What the exercise asks
Copy every one of the records below word for word, leaving the pictures out.

──────

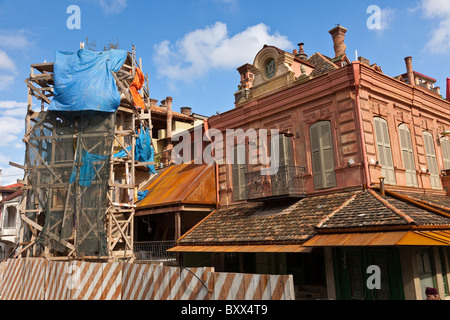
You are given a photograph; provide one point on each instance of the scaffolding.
(64, 215)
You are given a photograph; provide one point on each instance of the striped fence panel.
(2, 269)
(33, 280)
(37, 279)
(239, 286)
(58, 280)
(155, 282)
(96, 281)
(12, 279)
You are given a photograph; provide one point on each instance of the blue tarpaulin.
(87, 170)
(83, 80)
(143, 151)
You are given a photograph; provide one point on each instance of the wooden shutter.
(238, 174)
(407, 155)
(384, 150)
(285, 151)
(322, 155)
(431, 160)
(445, 145)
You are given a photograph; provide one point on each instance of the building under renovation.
(89, 149)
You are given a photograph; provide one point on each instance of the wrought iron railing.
(287, 181)
(154, 250)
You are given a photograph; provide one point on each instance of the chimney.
(338, 34)
(301, 53)
(409, 71)
(448, 89)
(247, 76)
(186, 111)
(168, 103)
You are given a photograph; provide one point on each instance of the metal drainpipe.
(216, 164)
(356, 73)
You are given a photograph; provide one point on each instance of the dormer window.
(270, 68)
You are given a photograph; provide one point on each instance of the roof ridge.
(397, 211)
(347, 202)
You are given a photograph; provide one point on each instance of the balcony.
(287, 182)
(154, 250)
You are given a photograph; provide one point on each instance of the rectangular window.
(407, 155)
(322, 155)
(425, 269)
(431, 160)
(10, 217)
(384, 150)
(238, 169)
(445, 144)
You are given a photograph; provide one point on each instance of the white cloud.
(439, 11)
(113, 6)
(387, 16)
(14, 39)
(209, 48)
(11, 130)
(13, 108)
(6, 63)
(7, 71)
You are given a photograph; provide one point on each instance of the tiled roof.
(259, 222)
(322, 64)
(367, 210)
(298, 221)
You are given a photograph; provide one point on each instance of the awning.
(243, 248)
(398, 238)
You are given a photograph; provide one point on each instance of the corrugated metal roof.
(397, 238)
(191, 183)
(243, 248)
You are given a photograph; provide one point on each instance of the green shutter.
(238, 174)
(431, 160)
(384, 150)
(322, 155)
(407, 155)
(445, 144)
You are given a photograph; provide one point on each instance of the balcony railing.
(154, 250)
(287, 182)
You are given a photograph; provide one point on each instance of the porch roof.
(181, 184)
(366, 215)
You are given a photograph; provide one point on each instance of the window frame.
(325, 169)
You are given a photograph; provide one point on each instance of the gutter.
(356, 66)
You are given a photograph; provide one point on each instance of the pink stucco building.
(362, 178)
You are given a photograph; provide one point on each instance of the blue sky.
(191, 49)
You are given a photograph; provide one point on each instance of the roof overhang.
(399, 238)
(242, 248)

──────

Finished answer
You are given a photograph; provide one point on each instance of the scaffolding.
(64, 215)
You are given a photograph; provide one point on each instance of the striped fence panel.
(2, 269)
(33, 280)
(37, 279)
(239, 286)
(58, 280)
(155, 282)
(96, 281)
(12, 279)
You are given a photograph; provide one point on each instance of the blue tarpaulin.
(87, 170)
(83, 80)
(143, 151)
You are given a photograph; provide one point on each instance of the wooden shutter.
(238, 174)
(407, 155)
(384, 150)
(285, 151)
(322, 155)
(431, 160)
(445, 145)
You are given a photograph; provide one point on each instance of the building under renovation.
(89, 149)
You are given a photograph; provide one point on each instance of the wrought iron railing.
(287, 181)
(154, 250)
You are given a photograph; provide one point on each instance of the chimney.
(338, 34)
(301, 53)
(409, 71)
(448, 89)
(247, 76)
(186, 111)
(168, 103)
You are given a photograph; provide one point on each instance of the metal drainpipe.
(216, 164)
(356, 73)
You are given a photograph; provide one point on each instance of the dormer window.
(270, 68)
You are given a photograph; provide one point on each instance of the roof ridge.
(397, 211)
(347, 202)
You are given a photograph; provide one point on each instance of the balcony.
(287, 182)
(154, 250)
You are given a photograph; provide one point on each instance of the rectangular window.
(407, 155)
(322, 155)
(425, 269)
(431, 160)
(10, 217)
(384, 150)
(238, 169)
(445, 144)
You are given a photograph; provide one point on each instance of the white cloud.
(439, 11)
(113, 6)
(387, 16)
(14, 39)
(209, 48)
(11, 130)
(13, 108)
(6, 63)
(7, 71)
You are given a photograph; provide one point on each instance of the tiled roof.
(259, 222)
(322, 64)
(367, 210)
(298, 221)
You are given a photograph; provide one point on each instance of the awning.
(243, 248)
(398, 238)
You are given a photograph; provide one point on each instance of the corrugated metal roof.
(397, 238)
(191, 183)
(243, 248)
You are given a photograph; provide one point on each instance of the green shutter.
(238, 174)
(431, 160)
(384, 150)
(322, 155)
(407, 155)
(445, 144)
You are given a photograph; provide one point on each instance of the balcony railing.
(154, 250)
(287, 182)
You are given a photograph; provide one point on each instance of the porch roof.
(181, 184)
(366, 215)
You are given a photograph; provide one point on each instance of the window frame.
(325, 169)
You are given a photograph; provide one point on each instance of the gutter.
(356, 66)
You are given a photograph; provide one point on each instance of the pink stucco building.
(362, 178)
You are given a photograph; provide one point on each instance of the blue sky.
(191, 49)
You are given a photograph; provide one point on each instance of the roof overhang.
(399, 238)
(242, 248)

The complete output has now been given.